Each line in these records that contains "concrete" counts once. Give the number only.

──────

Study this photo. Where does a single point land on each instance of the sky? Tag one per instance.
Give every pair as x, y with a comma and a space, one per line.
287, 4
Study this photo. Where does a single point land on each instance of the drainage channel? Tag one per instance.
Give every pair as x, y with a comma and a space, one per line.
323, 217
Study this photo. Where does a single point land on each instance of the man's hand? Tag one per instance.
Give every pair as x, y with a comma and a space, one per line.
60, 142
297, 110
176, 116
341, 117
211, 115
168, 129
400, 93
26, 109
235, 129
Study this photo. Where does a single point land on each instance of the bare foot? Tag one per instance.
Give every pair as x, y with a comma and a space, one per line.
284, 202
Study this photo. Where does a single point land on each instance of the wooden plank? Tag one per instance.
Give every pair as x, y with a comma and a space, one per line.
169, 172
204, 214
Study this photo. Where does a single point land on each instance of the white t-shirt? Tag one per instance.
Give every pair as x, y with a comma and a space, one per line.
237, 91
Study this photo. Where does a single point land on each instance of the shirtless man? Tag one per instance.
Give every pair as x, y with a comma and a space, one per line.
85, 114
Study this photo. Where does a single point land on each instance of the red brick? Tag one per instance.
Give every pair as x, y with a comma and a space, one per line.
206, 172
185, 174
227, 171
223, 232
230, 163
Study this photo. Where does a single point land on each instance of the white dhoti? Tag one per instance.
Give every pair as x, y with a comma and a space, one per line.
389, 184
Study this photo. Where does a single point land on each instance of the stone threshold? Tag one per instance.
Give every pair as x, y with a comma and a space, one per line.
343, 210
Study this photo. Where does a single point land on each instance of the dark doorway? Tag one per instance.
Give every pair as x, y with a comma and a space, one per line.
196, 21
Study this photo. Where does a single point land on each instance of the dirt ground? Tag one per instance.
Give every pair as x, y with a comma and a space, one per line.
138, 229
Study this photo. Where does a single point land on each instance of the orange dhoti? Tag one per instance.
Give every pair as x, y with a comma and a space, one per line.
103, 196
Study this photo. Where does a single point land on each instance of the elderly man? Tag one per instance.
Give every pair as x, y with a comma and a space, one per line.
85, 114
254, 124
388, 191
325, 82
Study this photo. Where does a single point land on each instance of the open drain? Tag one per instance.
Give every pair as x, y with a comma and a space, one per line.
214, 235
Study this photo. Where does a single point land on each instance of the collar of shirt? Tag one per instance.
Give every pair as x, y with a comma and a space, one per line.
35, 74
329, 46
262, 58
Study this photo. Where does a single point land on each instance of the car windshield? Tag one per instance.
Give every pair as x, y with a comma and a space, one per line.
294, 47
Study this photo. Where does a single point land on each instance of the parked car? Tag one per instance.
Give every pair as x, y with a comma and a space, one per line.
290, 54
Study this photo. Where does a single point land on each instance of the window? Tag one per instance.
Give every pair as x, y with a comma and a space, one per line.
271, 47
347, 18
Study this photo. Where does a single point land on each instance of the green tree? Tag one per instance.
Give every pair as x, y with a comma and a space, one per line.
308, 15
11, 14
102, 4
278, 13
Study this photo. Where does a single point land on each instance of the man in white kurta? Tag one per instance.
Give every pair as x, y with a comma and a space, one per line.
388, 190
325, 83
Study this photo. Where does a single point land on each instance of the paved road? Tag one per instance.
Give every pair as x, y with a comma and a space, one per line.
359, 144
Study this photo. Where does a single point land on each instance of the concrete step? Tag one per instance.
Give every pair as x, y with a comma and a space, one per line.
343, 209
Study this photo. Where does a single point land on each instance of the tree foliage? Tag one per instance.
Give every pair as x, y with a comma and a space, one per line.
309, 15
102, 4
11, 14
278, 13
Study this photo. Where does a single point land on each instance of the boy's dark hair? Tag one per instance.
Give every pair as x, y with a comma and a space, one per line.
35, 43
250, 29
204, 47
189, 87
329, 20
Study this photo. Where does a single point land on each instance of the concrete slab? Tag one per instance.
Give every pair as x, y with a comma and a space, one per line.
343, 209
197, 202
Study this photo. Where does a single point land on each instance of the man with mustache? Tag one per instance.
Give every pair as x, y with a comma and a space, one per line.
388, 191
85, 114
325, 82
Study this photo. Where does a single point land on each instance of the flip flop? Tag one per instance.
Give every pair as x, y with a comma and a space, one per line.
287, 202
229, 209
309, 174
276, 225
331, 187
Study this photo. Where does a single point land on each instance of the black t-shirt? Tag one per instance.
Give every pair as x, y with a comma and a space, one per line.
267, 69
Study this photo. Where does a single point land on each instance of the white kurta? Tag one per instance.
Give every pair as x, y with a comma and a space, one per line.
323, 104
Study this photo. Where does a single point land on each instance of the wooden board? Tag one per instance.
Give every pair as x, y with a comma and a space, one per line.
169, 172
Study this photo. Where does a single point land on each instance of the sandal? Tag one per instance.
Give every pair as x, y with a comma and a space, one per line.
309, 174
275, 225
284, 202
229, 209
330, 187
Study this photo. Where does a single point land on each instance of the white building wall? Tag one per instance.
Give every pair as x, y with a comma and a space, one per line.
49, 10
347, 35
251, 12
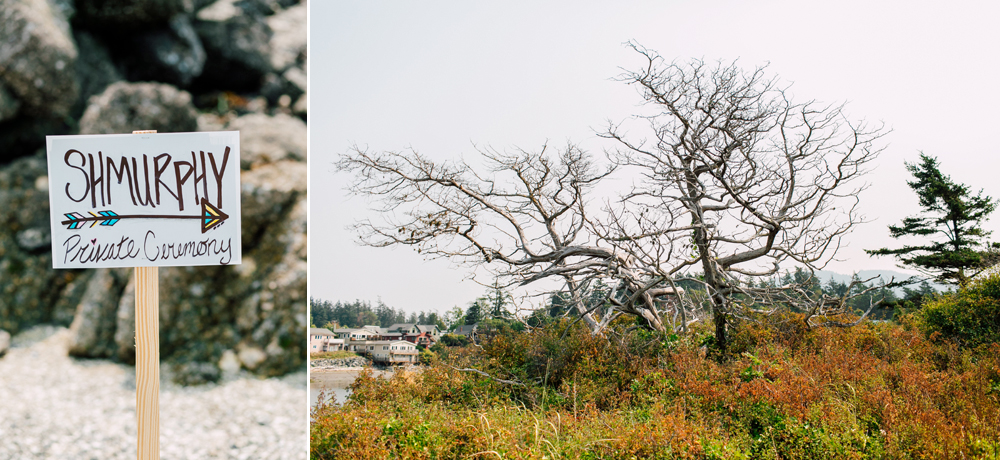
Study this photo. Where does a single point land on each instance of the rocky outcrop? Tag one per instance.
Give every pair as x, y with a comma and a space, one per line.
124, 107
270, 139
93, 67
4, 342
37, 55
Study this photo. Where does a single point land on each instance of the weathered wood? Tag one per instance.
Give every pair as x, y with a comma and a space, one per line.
147, 362
147, 359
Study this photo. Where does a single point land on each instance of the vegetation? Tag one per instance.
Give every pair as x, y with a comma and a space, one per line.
875, 391
969, 317
952, 222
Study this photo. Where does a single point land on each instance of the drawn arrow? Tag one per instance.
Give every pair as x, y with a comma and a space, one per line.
210, 217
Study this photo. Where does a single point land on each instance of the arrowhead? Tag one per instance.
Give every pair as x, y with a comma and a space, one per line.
211, 216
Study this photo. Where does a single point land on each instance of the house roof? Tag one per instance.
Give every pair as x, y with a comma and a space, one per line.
387, 342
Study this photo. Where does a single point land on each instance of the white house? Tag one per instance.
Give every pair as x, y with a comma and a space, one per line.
392, 351
321, 340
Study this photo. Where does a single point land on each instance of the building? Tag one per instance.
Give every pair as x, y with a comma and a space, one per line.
391, 352
322, 340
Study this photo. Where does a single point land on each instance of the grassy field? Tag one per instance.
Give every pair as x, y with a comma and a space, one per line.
887, 390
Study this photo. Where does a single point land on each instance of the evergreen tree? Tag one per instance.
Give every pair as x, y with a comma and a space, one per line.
951, 220
477, 310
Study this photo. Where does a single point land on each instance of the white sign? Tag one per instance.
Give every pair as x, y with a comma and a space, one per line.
145, 200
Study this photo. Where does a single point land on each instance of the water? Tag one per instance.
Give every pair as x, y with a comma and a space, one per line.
334, 383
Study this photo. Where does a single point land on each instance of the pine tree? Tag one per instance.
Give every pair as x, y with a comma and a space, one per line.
951, 220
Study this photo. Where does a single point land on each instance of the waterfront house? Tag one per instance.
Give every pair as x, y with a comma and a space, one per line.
322, 340
391, 352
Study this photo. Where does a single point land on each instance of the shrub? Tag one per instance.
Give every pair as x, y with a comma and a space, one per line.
970, 316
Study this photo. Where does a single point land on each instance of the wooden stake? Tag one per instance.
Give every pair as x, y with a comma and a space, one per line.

──────

# YOUR RESPONSE
2